● **Directions**
Can you output the material exactly as written, minus any pictures it holds?

● **Input for this task**

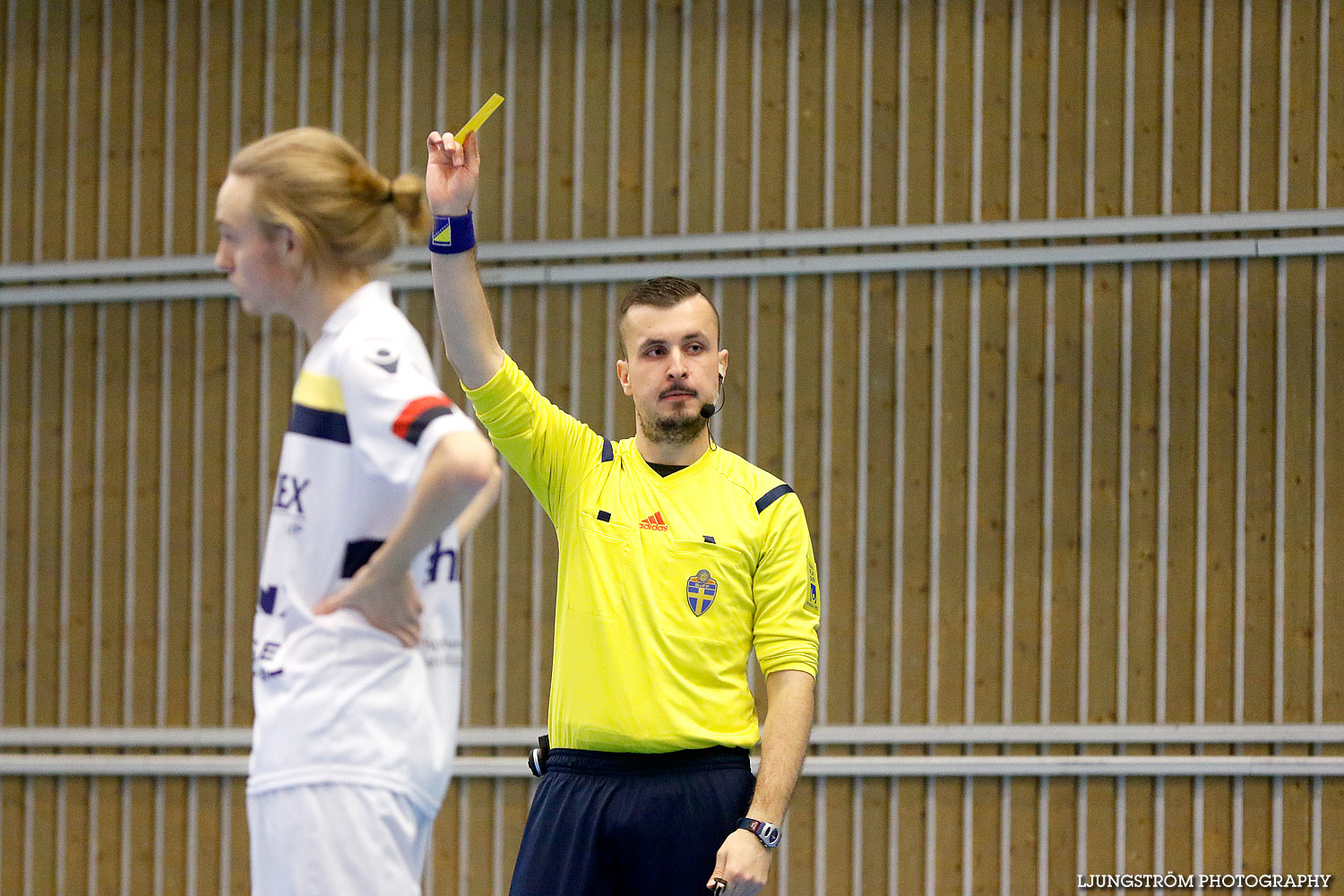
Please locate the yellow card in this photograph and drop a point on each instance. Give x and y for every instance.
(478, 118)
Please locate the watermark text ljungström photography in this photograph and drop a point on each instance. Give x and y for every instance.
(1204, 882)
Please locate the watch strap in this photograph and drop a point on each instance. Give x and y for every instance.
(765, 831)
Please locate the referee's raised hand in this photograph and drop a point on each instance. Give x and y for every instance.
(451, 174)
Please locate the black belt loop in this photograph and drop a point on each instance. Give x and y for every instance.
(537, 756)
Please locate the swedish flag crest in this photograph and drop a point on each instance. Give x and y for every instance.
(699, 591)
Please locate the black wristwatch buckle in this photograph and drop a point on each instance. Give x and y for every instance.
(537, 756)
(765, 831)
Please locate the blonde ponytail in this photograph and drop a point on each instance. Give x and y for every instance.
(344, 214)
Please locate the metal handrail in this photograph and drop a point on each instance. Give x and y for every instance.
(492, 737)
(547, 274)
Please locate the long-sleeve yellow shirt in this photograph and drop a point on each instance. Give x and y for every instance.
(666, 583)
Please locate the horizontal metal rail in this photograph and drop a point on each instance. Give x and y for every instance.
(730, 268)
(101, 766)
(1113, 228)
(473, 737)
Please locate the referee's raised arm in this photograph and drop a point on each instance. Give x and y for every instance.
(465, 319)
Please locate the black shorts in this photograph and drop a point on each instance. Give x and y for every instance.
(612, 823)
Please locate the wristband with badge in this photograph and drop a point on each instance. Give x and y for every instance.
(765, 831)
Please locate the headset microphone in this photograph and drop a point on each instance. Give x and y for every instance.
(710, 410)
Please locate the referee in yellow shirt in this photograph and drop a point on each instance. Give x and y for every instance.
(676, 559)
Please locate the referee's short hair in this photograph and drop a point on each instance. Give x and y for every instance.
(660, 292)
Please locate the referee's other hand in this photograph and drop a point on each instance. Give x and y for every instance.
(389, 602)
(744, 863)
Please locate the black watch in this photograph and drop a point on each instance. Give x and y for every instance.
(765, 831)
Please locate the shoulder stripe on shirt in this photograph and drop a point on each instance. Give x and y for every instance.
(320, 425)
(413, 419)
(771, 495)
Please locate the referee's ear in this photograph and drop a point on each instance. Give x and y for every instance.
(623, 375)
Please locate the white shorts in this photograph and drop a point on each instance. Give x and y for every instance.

● **Answer**
Please locate the yellow card in this photograph and drop a point on each instance. Give x and y for every instance.
(478, 118)
Please locate the watermark text ljungström photography in this photograph and drop a point on each instance. Give x and y for every instance.
(1204, 882)
Please locate the watch strap in this photograph and drop a point on each instance. Give x and y for every instance.
(765, 831)
Please locate the referee's raised hand in this photograph and drop a point on each instance. Give x and y for every instance.
(451, 174)
Please locate the black belt loop in this photograph and drop a point on each instance. Give x and y for every instance.
(537, 756)
Please locate the swedish flag crest in this photograph and drop a point on each instance. Give x and y for every instance.
(699, 591)
Please locate the black wristwatch buckle in this photograph and drop a point on each instance. Give x and y for every instance.
(537, 756)
(765, 831)
Please locate the blonde ponytail in this photograph and drop a point on each instance. Give x and y for every instance.
(344, 214)
Please locate the metal handrail in this photograph and drop a point on each instance. Give x and y for every instance.
(492, 737)
(547, 274)
Please locate the long-sleeve yellow shirt in this photograph and drop a point on each instance. Give x and y for every instance.
(666, 583)
Please locate the horizontal metal rail in this photograph and drop a point on each instance. Give x and y for every instance.
(730, 268)
(101, 766)
(1113, 228)
(473, 737)
Please locate the referee's raised arm in this photograph and drop a point on each instance. Give x and y for every instance.
(465, 319)
Please locate the black shorts in this photograph and drop a point on each instance. Give x and y for every instance.
(612, 823)
Please locate the wristband with badge in this photograph and drop a point on each instance. Give x and y for every instance.
(765, 831)
Please locate the headset microphone in this photograph and drop a point on each instance. Give x and y for every instance.
(710, 410)
Please locate the referee in yellow shirt in this photograph and drop a point on each instance. Give x and y for every instance.
(676, 559)
Please locate the referee's short hair in this photograph and drop a point on each instance. Give x and y for every instance.
(660, 292)
Please locate the referee's other hand in this photograph and drop a point on each instance. Give x and y for every instance.
(389, 602)
(744, 863)
Please locate the black watch in this photograph and drop a point on each instance. Give x and y for every instance.
(765, 831)
Please locate the shoulder stripe on shirt in this photograph and drop a point on each instance. Give x and y for every instance.
(320, 425)
(413, 419)
(771, 495)
Please locate the referee's ear in this photograph and drop a point on each instance. Give x and y for every instance.
(623, 375)
Please locate the white shorts in this photograph and drop a point on each instance. Give x and y for every instance.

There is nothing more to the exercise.